-------- Excerpted data --------

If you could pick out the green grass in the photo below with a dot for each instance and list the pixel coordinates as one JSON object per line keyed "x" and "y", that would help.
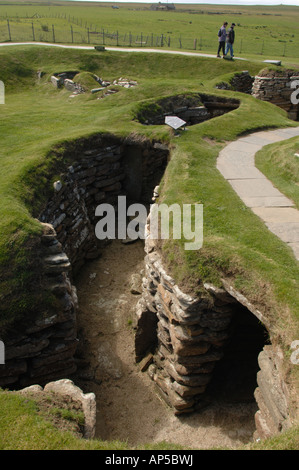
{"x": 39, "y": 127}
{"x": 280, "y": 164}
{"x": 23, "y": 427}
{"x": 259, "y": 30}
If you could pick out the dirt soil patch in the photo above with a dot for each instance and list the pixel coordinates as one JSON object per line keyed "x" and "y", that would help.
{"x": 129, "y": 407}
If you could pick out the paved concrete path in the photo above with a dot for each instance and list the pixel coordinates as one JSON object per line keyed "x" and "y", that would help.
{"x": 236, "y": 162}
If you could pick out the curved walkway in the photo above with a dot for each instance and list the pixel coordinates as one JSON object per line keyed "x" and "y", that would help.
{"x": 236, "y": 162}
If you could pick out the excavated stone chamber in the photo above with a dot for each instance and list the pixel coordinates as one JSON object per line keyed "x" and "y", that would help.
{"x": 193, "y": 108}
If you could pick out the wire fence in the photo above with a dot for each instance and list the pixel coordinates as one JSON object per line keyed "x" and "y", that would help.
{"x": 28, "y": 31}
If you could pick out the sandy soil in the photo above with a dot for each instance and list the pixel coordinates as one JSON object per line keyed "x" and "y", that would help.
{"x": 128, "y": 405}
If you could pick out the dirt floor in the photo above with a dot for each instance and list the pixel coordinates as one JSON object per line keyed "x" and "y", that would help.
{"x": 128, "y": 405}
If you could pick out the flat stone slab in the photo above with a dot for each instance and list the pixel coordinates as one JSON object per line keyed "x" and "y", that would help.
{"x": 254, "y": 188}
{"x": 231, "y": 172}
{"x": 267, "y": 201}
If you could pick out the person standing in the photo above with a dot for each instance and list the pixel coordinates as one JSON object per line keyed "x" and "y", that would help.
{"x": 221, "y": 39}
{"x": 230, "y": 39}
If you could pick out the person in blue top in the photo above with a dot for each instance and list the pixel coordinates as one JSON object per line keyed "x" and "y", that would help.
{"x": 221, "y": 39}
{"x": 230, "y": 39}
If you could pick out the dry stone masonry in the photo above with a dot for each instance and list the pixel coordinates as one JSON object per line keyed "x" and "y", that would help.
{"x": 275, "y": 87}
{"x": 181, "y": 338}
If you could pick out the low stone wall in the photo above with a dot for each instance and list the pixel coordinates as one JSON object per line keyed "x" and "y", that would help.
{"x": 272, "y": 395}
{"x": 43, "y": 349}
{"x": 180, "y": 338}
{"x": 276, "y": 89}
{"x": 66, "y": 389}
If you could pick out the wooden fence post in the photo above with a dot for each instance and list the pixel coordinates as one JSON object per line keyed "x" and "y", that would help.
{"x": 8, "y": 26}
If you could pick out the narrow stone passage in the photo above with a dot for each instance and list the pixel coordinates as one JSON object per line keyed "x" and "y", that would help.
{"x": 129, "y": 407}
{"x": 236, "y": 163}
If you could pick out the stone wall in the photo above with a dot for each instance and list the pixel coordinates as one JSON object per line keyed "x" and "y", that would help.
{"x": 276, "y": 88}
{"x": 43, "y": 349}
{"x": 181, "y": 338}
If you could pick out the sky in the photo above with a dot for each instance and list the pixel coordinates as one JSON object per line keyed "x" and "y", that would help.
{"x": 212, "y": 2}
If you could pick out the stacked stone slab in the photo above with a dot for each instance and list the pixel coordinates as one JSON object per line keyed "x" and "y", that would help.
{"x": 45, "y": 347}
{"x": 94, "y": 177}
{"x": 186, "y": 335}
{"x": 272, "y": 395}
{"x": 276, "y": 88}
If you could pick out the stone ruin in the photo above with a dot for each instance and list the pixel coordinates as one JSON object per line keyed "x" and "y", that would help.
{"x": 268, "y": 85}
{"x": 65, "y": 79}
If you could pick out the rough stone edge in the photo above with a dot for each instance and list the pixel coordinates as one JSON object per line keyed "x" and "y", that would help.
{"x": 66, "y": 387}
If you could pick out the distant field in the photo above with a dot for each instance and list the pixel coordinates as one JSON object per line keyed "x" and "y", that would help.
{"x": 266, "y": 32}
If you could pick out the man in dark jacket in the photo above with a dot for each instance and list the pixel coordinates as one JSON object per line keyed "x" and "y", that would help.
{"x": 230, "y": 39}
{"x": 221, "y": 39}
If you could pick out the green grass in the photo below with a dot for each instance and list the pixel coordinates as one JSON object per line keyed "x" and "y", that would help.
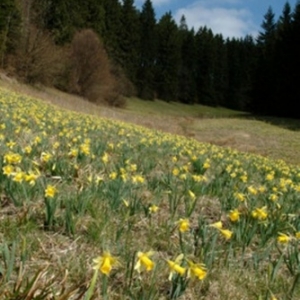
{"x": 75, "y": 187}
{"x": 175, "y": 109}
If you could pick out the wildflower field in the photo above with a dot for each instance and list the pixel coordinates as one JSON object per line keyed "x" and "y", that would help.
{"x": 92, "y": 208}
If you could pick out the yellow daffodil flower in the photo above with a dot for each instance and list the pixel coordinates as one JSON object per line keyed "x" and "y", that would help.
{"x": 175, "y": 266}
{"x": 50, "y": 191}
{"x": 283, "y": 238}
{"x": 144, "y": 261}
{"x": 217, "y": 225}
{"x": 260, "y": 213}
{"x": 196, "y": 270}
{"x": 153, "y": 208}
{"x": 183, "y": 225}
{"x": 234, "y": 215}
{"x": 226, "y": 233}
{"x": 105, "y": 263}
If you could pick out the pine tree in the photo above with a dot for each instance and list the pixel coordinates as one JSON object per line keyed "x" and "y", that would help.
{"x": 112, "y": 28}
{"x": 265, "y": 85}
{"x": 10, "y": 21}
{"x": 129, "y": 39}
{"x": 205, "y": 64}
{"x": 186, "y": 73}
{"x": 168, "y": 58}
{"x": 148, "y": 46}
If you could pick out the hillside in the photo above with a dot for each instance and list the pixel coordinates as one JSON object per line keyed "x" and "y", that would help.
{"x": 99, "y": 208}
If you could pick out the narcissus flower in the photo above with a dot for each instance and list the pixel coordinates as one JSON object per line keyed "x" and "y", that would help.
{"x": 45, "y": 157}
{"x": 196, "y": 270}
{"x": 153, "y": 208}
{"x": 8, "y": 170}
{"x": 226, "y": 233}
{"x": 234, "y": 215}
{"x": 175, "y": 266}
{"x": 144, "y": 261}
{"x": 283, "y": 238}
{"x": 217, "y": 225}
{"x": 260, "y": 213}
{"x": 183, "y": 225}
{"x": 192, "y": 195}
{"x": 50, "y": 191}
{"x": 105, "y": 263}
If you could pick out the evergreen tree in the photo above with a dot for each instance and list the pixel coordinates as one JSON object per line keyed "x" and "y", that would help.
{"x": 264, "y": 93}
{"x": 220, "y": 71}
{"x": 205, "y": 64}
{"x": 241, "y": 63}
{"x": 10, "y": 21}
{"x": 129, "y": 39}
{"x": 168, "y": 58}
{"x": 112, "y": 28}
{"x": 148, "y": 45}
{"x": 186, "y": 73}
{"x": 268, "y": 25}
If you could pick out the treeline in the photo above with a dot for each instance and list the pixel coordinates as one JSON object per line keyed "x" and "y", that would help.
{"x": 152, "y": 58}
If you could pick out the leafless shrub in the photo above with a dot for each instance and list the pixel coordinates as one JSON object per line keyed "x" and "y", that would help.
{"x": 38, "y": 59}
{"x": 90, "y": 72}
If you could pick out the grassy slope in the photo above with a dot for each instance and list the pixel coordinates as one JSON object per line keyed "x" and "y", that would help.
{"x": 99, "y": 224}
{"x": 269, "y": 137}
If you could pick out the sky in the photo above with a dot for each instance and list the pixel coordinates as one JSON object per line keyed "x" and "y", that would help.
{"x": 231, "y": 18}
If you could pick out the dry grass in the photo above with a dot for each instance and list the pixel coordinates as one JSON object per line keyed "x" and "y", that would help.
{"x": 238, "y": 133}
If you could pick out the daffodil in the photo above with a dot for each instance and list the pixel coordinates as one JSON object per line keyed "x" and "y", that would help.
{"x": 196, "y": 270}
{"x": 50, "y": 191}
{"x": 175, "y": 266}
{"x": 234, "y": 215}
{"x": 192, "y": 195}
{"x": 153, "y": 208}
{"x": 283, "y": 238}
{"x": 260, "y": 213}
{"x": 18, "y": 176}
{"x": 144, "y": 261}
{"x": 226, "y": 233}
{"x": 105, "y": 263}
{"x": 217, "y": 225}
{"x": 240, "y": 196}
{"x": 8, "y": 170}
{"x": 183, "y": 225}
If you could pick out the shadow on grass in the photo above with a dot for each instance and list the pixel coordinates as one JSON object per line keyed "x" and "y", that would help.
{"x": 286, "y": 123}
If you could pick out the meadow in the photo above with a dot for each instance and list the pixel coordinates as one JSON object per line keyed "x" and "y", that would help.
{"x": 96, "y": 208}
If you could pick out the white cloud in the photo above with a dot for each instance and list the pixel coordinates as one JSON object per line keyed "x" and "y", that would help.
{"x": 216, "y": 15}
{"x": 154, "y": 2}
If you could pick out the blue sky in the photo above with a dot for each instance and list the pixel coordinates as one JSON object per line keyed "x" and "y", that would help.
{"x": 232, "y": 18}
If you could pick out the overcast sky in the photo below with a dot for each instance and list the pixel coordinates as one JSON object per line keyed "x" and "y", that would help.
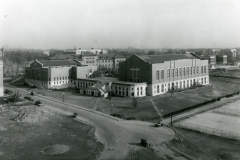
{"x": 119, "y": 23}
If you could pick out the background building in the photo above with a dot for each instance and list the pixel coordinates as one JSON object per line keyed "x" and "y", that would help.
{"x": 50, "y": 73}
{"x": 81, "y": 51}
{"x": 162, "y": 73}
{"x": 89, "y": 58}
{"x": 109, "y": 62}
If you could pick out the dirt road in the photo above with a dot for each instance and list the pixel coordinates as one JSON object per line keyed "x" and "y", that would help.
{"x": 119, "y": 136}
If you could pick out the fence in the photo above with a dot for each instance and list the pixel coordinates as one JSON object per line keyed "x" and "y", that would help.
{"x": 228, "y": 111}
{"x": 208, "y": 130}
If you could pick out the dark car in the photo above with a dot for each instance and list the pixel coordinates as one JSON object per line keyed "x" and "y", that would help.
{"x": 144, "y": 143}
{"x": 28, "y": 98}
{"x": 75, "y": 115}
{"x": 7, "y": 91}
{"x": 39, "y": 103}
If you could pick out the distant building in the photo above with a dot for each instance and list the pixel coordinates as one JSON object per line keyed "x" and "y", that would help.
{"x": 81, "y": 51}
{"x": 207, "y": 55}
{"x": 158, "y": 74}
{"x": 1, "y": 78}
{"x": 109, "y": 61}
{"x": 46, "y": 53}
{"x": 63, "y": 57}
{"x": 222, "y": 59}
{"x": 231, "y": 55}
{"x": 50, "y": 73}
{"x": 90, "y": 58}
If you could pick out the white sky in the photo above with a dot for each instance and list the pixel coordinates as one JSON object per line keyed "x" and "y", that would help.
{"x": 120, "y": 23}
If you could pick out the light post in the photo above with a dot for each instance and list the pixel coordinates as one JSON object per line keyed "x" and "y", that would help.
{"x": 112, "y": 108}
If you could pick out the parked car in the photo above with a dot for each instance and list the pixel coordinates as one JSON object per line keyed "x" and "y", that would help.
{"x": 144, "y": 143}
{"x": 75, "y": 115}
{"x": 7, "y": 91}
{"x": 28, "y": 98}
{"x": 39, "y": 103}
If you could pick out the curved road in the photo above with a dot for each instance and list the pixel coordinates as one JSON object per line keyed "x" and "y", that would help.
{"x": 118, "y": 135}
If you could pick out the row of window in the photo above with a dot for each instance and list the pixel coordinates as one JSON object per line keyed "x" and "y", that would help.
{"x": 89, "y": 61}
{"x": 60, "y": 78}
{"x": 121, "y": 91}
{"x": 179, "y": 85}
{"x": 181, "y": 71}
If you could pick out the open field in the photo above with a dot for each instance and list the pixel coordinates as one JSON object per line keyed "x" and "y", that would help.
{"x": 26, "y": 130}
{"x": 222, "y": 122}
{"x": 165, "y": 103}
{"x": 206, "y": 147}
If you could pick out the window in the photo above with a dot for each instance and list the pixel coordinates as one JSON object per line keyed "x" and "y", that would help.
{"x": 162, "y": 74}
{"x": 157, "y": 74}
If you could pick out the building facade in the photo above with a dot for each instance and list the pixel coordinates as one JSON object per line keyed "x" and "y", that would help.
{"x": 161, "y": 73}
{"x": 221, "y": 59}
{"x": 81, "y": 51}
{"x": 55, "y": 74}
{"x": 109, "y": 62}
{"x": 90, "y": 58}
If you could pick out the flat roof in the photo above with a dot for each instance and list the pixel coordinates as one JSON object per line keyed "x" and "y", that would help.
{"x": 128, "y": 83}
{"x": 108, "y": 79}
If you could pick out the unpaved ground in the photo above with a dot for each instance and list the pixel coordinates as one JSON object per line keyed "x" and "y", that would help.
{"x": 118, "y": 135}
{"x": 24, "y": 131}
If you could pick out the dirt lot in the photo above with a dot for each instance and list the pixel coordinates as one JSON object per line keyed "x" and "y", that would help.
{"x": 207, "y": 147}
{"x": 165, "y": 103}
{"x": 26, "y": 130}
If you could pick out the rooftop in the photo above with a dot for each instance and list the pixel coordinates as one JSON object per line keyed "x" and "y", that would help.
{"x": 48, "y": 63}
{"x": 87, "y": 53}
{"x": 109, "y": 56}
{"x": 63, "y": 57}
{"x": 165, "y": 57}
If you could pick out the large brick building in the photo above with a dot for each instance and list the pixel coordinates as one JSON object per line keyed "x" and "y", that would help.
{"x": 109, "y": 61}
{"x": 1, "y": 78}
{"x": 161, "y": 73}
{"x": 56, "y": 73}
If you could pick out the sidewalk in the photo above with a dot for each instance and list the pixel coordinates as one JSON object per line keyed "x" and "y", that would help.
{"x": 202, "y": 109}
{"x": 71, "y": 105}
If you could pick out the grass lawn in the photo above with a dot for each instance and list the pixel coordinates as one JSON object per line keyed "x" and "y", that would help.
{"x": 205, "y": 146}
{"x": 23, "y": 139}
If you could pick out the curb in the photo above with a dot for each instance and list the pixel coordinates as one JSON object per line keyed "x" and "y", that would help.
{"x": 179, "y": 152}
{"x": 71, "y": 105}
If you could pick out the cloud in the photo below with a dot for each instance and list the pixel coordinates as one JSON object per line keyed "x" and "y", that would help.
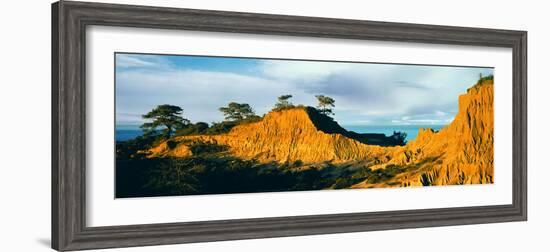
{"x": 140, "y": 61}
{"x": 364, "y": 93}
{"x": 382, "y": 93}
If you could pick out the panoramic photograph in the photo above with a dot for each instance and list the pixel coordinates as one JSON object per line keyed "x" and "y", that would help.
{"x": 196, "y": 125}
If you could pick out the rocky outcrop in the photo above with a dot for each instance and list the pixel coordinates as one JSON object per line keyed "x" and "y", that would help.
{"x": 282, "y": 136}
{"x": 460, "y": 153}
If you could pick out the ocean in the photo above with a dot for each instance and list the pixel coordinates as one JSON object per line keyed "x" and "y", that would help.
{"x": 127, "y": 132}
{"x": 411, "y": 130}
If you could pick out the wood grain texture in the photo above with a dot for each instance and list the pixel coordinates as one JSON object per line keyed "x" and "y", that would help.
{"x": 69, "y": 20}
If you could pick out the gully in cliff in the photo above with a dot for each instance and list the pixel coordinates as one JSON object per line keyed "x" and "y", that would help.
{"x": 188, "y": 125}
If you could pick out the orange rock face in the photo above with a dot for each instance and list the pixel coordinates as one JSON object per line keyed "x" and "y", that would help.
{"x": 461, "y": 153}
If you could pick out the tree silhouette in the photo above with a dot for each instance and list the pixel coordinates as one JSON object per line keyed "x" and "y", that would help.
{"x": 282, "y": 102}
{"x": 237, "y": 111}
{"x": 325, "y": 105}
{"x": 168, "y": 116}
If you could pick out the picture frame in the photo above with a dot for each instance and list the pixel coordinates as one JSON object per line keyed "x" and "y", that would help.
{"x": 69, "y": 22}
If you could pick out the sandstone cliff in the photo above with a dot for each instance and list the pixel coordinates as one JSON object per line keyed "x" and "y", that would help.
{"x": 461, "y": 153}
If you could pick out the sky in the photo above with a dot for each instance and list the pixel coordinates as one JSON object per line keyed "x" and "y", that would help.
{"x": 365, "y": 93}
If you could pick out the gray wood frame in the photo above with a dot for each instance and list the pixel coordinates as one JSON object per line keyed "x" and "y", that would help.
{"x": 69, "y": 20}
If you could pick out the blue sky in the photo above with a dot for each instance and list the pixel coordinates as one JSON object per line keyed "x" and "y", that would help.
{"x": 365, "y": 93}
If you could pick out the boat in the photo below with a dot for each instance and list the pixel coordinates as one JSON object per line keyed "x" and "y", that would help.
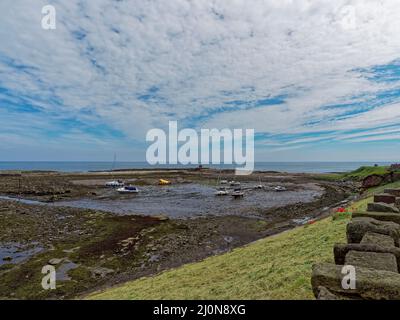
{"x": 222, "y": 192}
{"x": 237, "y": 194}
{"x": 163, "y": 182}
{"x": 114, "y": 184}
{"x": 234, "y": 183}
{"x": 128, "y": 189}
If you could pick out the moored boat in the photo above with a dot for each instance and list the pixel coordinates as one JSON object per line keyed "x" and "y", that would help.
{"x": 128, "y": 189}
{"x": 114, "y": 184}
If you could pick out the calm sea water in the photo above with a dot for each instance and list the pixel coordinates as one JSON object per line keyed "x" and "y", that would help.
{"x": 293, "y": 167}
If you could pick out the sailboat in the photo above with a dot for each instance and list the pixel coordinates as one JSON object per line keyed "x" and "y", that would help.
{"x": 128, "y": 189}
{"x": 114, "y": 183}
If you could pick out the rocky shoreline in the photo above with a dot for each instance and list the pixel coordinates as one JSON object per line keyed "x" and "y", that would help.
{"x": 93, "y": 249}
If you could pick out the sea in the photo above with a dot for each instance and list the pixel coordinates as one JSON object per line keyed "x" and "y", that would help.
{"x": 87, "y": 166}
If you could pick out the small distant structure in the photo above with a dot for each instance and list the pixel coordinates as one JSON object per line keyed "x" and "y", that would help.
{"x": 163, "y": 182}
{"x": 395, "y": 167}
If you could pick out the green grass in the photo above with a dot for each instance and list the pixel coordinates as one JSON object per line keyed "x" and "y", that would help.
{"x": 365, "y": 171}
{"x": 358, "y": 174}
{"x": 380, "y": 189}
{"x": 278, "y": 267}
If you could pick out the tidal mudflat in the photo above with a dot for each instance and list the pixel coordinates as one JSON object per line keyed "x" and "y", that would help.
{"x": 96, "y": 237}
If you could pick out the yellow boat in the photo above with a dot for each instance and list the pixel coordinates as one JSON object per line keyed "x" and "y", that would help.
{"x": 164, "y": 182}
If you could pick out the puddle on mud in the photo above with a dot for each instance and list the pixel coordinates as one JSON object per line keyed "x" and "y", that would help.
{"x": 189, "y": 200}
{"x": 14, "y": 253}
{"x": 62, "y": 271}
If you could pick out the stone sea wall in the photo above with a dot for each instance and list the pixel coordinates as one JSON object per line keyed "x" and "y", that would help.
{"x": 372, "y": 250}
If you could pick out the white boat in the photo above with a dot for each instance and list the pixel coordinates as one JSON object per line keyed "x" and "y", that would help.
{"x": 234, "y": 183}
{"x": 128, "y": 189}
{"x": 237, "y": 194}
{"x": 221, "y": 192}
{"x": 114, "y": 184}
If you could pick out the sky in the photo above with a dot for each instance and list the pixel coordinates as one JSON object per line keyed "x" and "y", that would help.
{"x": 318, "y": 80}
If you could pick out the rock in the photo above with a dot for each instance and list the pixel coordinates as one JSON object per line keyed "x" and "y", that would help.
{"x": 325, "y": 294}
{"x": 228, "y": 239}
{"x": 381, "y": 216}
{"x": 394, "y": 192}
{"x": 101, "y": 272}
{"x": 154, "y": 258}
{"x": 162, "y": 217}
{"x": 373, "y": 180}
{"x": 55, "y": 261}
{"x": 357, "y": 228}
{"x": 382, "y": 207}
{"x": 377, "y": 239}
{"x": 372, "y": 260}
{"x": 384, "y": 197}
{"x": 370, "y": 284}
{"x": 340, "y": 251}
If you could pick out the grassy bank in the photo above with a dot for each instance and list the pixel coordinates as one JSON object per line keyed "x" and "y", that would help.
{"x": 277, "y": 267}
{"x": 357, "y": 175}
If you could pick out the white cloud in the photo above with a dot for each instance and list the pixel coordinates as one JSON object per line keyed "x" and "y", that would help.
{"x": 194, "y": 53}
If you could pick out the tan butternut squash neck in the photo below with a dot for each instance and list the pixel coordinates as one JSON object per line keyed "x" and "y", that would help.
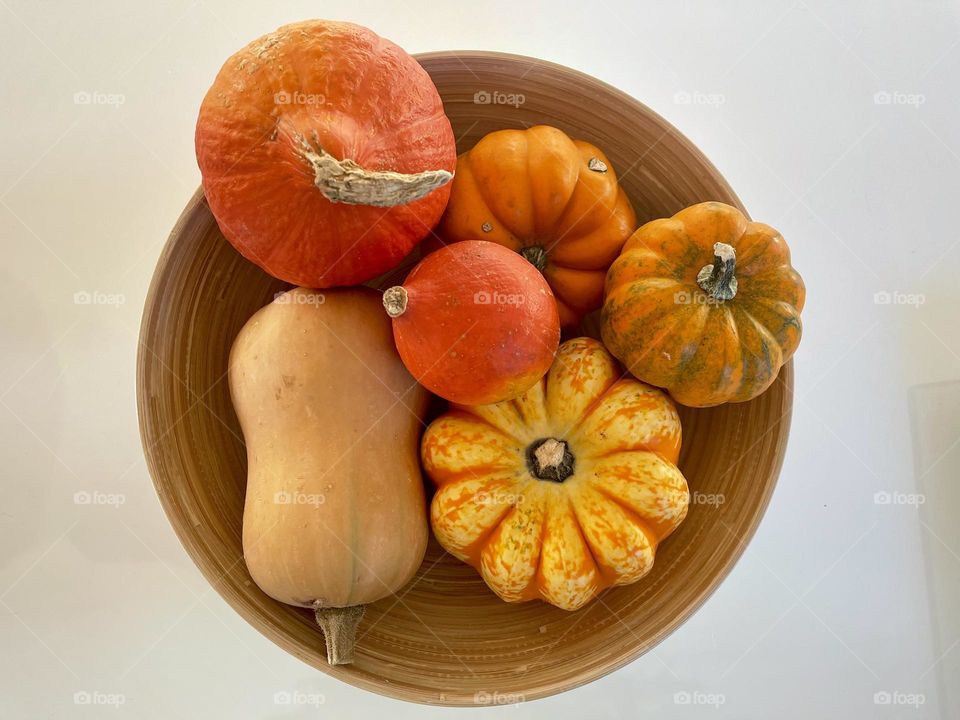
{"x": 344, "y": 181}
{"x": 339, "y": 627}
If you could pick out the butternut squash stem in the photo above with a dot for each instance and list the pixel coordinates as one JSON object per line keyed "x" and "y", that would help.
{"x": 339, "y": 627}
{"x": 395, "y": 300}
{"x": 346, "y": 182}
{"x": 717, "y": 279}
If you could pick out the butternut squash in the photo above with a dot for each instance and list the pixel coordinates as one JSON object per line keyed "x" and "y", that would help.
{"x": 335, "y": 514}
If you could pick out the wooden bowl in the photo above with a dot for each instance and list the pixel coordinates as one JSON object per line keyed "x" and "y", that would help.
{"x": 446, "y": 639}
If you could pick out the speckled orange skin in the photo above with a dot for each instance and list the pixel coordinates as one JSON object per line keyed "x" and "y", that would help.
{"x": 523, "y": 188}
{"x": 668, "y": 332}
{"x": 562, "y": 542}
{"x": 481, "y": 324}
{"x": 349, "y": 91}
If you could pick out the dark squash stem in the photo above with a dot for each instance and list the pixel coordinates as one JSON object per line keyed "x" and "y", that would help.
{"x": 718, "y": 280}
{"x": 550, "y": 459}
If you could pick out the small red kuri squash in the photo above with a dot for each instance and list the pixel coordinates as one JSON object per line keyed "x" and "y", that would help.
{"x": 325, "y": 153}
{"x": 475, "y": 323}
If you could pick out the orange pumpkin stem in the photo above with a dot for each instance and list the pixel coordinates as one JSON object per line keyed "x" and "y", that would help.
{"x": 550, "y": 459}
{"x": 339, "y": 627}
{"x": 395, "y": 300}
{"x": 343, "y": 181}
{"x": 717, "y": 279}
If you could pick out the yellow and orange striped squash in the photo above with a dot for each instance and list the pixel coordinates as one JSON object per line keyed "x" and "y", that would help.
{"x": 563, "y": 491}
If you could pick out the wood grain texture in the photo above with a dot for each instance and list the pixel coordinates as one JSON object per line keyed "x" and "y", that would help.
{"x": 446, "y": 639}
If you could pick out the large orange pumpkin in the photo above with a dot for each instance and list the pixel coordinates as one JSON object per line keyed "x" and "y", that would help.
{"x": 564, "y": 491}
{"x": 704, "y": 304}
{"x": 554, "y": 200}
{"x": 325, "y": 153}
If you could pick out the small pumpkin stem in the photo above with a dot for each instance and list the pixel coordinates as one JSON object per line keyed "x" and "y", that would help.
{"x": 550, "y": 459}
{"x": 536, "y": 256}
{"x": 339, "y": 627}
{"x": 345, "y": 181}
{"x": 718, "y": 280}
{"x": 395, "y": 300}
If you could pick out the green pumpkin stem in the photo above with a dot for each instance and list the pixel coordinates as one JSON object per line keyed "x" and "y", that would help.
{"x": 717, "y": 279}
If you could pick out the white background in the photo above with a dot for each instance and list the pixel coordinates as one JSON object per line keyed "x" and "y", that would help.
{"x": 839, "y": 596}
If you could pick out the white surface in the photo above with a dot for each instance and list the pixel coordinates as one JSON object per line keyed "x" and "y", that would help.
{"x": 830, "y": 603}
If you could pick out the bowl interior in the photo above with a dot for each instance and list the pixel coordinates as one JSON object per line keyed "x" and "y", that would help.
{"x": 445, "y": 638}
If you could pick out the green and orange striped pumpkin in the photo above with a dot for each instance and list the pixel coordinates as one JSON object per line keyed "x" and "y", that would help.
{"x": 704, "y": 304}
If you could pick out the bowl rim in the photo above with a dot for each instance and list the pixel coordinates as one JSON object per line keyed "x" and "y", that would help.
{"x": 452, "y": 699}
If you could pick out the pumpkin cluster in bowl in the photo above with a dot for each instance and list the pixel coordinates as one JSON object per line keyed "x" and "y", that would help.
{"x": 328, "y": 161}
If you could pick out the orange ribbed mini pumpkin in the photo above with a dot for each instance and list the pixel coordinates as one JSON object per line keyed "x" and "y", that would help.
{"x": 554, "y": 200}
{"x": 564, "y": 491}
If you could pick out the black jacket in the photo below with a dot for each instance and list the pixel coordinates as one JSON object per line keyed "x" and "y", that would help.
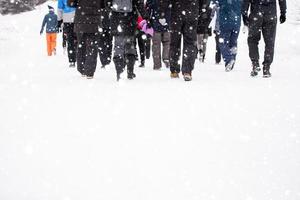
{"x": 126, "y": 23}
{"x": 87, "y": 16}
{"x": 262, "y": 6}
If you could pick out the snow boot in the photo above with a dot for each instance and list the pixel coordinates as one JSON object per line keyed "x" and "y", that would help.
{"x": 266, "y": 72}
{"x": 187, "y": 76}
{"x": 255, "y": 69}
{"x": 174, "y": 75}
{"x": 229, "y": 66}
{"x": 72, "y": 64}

--------

From the line containing "If you could pick out the black" through the last line of the material above, write out each line exactly, leaving aside all pictures.

## Completed exercise
If you could pick out the black jacket in the photo below with a dot for each instance and list the pixel coordinates as one JSON object per line keyed "x" and "y", that would help.
{"x": 126, "y": 23}
{"x": 87, "y": 16}
{"x": 262, "y": 6}
If you could pick out the snow boot in the photo above with a dot for each instance and list the pixel coordinates as one JSON object per line keyed "x" and "y", that would help.
{"x": 266, "y": 72}
{"x": 187, "y": 76}
{"x": 255, "y": 69}
{"x": 174, "y": 75}
{"x": 229, "y": 66}
{"x": 72, "y": 64}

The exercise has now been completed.